When `Mux` is set, `Host` and `Port` are ignored.

## Base Metrics

The actor automatically collects metrics without any configuration. All metrics carry a `node` label identifying the source node.

### Node Metrics

Uptime, process counts (total, running, zombie), spawn/termination counters, memory (OS used, runtime allocated), CPU time (user, system), application counts, registered names/aliases/events, event publish/receive/delivery counters, and Send/Call delivery error counters (local and remote).

Delivery errors are split by type: `ergo_send_errors_local_total` and `ergo_call_errors_local_total` count failures where the target process is unknown, terminated, or has a full mailbox. `ergo_send_errors_remote_total` and `ergo_call_errors_remote_total` count connection failures to remote nodes.

### Log Metrics

Log message count by level (`trace`, `debug`, `info`, `warning`, `error`, `panic`). Counted once before fan-out to loggers.

**WHAT THIS TASK INVOLVES**
From the metrics text, pull out the passage from "## Base Metrics" to "fan-out to loggers.", word for word. The lines after this point come from a different source than the metrics text.

**COLLECTED MATERIAL**
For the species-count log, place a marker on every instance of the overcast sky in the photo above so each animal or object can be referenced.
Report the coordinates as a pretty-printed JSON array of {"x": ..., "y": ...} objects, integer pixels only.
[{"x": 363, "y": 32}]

**WRITTEN RESPONSE**
## Base Metrics

The actor automatically collects metrics without any configuration. All metrics carry a `node` label identifying the source node.

### Node Metrics

Uptime, process counts (total, running, zombie), spawn/termination counters, memory (OS used, runtime allocated), CPU time (user, system), application counts, registered names/aliases/events, event publish/receive/delivery counters, and Send/Call delivery error counters (local and remote).

Delivery errors are split by type: `ergo_send_errors_local_total` and `ergo_call_errors_local_total` count failures where the target process is unknown, terminated, or has a full mailbox. `ergo_send_errors_remote_total` and `ergo_call_errors_remote_total` count connection failures to remote nodes.

### Log Metrics

Log message count by level (`trace`, `debug`, `info`, `warning`, `error`, `panic`). Counted once before fan-out to loggers.